Take the line with "Target: oversized blue jeans" as the first line and the last line of the data as the final one. Write out those lines exactly, and no others.

- Opening Delimiter -

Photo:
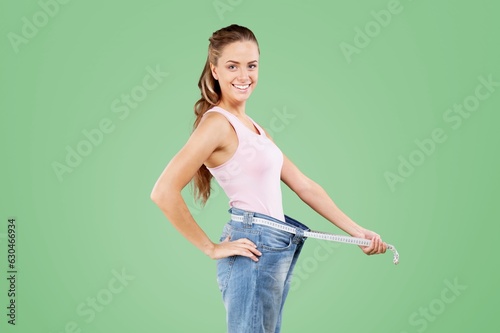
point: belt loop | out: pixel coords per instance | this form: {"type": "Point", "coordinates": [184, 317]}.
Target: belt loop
{"type": "Point", "coordinates": [299, 236]}
{"type": "Point", "coordinates": [247, 219]}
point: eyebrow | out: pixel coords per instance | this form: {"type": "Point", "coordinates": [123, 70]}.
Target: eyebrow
{"type": "Point", "coordinates": [239, 63]}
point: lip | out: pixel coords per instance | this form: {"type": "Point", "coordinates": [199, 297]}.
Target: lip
{"type": "Point", "coordinates": [242, 90]}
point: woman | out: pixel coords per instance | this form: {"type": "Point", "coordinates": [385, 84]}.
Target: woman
{"type": "Point", "coordinates": [254, 261]}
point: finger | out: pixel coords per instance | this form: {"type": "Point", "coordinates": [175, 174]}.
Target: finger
{"type": "Point", "coordinates": [243, 248]}
{"type": "Point", "coordinates": [375, 245]}
{"type": "Point", "coordinates": [247, 241]}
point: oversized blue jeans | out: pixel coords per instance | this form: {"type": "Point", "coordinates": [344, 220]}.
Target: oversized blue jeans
{"type": "Point", "coordinates": [254, 292]}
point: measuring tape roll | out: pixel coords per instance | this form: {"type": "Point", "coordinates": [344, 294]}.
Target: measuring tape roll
{"type": "Point", "coordinates": [318, 234]}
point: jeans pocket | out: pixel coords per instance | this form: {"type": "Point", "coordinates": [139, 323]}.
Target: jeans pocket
{"type": "Point", "coordinates": [226, 231]}
{"type": "Point", "coordinates": [224, 268]}
{"type": "Point", "coordinates": [275, 241]}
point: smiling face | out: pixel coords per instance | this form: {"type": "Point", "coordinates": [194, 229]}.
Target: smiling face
{"type": "Point", "coordinates": [237, 72]}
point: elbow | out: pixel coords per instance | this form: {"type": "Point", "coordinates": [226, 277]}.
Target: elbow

- Closing Delimiter -

Solution to this problem:
Target: oversized blue jeans
{"type": "Point", "coordinates": [254, 292]}
point: measuring tape roll | out: pixel coords per instance | this form: {"type": "Point", "coordinates": [344, 294]}.
Target: measuring tape roll
{"type": "Point", "coordinates": [318, 234]}
point: jeans pocket | out: pixel coords per instance | this form: {"type": "Point", "coordinates": [139, 323]}.
Target: jeans pocket
{"type": "Point", "coordinates": [226, 231]}
{"type": "Point", "coordinates": [224, 268]}
{"type": "Point", "coordinates": [275, 241]}
point: smiling face | out: pixel coords per instance | this form: {"type": "Point", "coordinates": [194, 229]}.
Target: smiling face
{"type": "Point", "coordinates": [237, 72]}
point: elbow | out: pixel coords per instance | this form: {"type": "Point", "coordinates": [226, 277]}.
Target: elbow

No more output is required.